Materials provided –
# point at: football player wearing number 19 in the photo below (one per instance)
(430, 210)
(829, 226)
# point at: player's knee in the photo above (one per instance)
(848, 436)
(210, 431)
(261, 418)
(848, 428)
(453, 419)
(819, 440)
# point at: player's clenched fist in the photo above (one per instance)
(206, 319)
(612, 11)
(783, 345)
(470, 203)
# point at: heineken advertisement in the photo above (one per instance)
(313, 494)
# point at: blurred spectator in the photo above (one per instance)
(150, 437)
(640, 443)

Goal of the exercise – Retype all of the data above line for line, without changing any character.

Task result –
# point at: football player wearing number 19 in the photo below (one per instance)
(430, 210)
(829, 226)
# point at: player's knee in the photo above (one per instance)
(848, 436)
(210, 431)
(261, 418)
(848, 428)
(453, 419)
(819, 440)
# point at: player's clenched fist in the photo above (one per instance)
(206, 319)
(612, 11)
(783, 345)
(470, 203)
# point at: heineken advertisement in the photo above (one per instance)
(313, 494)
# point at: blurred spectator in the photo above (one per instance)
(150, 437)
(640, 443)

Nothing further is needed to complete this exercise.